__Data records__
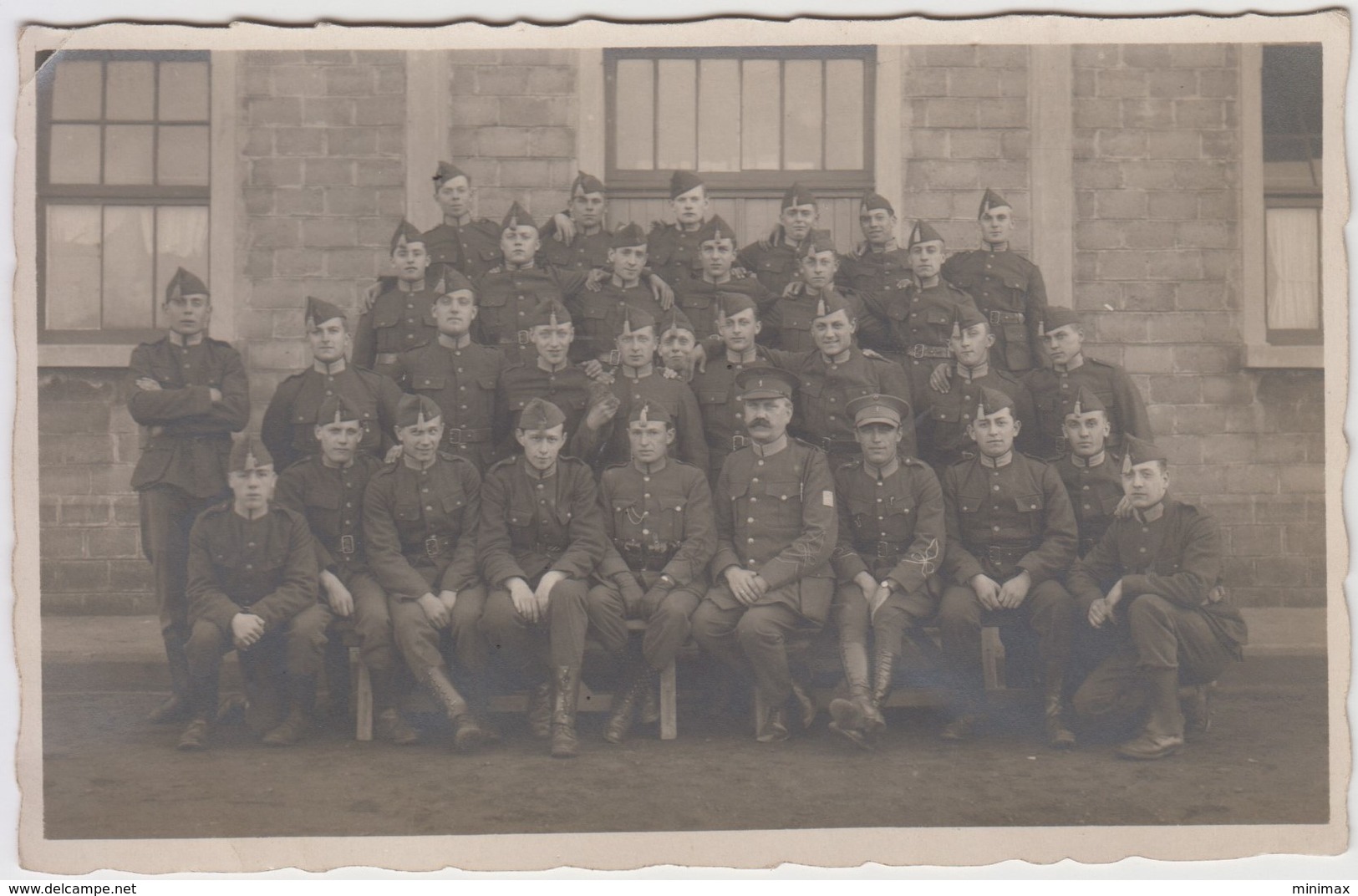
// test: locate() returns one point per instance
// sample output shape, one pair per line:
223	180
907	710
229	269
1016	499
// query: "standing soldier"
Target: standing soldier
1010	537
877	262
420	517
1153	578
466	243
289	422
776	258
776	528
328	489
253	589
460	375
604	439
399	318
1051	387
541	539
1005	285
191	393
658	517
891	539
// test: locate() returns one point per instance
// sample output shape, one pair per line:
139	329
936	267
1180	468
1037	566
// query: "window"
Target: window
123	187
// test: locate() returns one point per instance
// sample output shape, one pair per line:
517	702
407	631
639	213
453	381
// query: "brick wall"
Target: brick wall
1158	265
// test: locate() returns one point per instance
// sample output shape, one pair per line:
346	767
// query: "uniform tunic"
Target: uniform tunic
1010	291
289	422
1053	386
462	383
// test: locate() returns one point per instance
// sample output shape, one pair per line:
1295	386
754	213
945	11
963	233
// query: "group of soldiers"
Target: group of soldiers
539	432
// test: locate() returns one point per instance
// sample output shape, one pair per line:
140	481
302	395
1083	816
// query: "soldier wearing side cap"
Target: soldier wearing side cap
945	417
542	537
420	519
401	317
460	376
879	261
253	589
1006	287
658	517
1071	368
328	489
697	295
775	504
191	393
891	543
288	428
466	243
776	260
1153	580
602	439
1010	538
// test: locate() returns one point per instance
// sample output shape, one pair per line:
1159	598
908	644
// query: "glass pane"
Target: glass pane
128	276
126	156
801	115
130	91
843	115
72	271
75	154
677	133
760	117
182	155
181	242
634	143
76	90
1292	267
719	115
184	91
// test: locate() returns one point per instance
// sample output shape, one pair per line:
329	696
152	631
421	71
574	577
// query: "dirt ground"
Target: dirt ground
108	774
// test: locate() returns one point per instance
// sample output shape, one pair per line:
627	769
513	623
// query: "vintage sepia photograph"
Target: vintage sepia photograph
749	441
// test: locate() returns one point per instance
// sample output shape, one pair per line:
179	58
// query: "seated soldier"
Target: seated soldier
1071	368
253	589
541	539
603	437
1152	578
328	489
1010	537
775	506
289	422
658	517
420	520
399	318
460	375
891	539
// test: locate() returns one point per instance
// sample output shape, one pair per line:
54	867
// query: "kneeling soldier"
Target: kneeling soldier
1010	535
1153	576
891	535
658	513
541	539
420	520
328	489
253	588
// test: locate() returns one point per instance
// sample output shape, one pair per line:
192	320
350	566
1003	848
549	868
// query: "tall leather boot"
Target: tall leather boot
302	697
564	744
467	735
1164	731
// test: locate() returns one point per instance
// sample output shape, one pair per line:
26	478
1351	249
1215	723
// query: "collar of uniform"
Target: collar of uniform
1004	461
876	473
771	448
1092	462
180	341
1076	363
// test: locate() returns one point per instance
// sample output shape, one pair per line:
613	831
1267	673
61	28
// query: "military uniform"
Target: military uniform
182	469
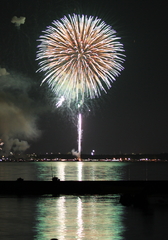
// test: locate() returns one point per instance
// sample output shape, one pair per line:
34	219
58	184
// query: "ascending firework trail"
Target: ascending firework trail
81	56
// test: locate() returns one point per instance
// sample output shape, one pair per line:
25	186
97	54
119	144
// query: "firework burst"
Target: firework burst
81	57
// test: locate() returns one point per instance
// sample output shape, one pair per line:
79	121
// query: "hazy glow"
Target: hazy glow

__Task directions__
Output the data above exactly. Drop every picture.

__Solution below__
// test: locate() returns one point per instance
// sample output shape, one pair per line:
223	180
907	710
229	269
1016	499
// query: "standing soldier"
Target: standing soldier
1010	537
877	262
420	517
1153	578
466	243
289	422
776	258
776	528
328	489
253	589
460	375
604	439
399	318
1051	387
541	539
1005	285
191	393
658	517
891	539
// test: locate() returns one point per instance
// sample output shape, one pair per line:
139	329
936	267
1180	468
1037	566
// query: "window"
Target: window
123	187
// test: locate() returns one point per instance
// sample output shape, one pair per line:
517	702
407	631
639	213
453	381
// query: "brick wall"
Target: brick wall
1158	265
// test: locate() returns one point per instance
// sample output shape, one pair per line:
346	767
// query: "uniform tunic"
Target: uniform tunic
1010	291
289	422
1053	386
462	383
// test: locate() returns one point per instance
// sample output shape, one pair per line:
1295	386
754	213
945	11
963	233
// query: "group of soldiers"
Target: group of soldiers
539	432
// test: locate() returns one point per instance
// sample output shape, one pair per line:
140	481
302	395
1083	816
// query: "soldier wearing side cap"
Target: soldier wearing side cap
945	417
542	537
420	519
401	317
460	376
879	261
253	589
1006	287
658	517
1071	368
328	489
697	295
775	504
191	393
891	543
288	428
466	243
776	260
1153	580
602	439
1010	538
// test: locate() returns one point per instance
// sample output shape, one pair per line:
1159	598
908	644
// query: "glass pane"
Target: glass pane
128	276
126	156
801	115
130	91
843	115
72	271
75	154
677	133
760	117
182	155
181	242
634	143
76	90
1292	267
719	115
184	91
// test: locate() returns one point per instance
// sample output shape, one pair per line:
329	696
152	631
421	71
574	577
// query: "dirt ground"
Target: dirt ground
108	774
// test: locate() returns one point per instance
// sample output shape, one pair per line:
627	769
513	623
// query: "vintage sepia photograph"
Target: vintage sepia photograph
749	441
// test: locate() returns one point per instance
// sample output shape, one pair per line:
179	58
// query: "seated soldier"
Target: seated soldier
1071	368
253	589
541	539
603	437
1152	578
328	489
1010	537
775	506
289	422
658	517
420	520
399	318
460	375
891	539
// test: locate() returns one point per instance
// sample output shape, one pair per line:
54	867
// query: "kneeling soldier"
Target: kneeling soldier
1010	535
1153	576
891	535
658	513
541	539
420	520
328	489
253	588
// test: locate() returns one point per instance
// sample output shape, one pair per line:
192	320
350	566
1003	848
549	868
// query: "tall leather boot"
Target: tall leather boot
302	697
564	744
467	735
1164	731
// test: locate() returns one point per instance
// sample output shape, one pair per line:
26	478
1351	249
1215	723
// query: "collar of uniform"
Target: collar of uniform
1004	461
876	473
771	448
1092	462
180	341
1076	363
// test: locate() returns one point per instance
// sample output shape, one pair per line:
613	831
1267	673
61	28
// query: "military uniform"
Target: military uniform
182	469
// test: locate() returns one point per instance
// sample output shape, one pair per line:
34	219
58	184
// query: "ascending firework trail"
Target: ascending firework trail
81	56
// test: locate() returns one point per instance
// sample output shape, one pair per line:
25	186
97	54
119	144
// query: "firework burst"
Target: firework burst
81	57
// test: locate() returns one point per instance
// sample output shape, one pair per line:
79	121
// query: "hazy glow"
Target: hazy glow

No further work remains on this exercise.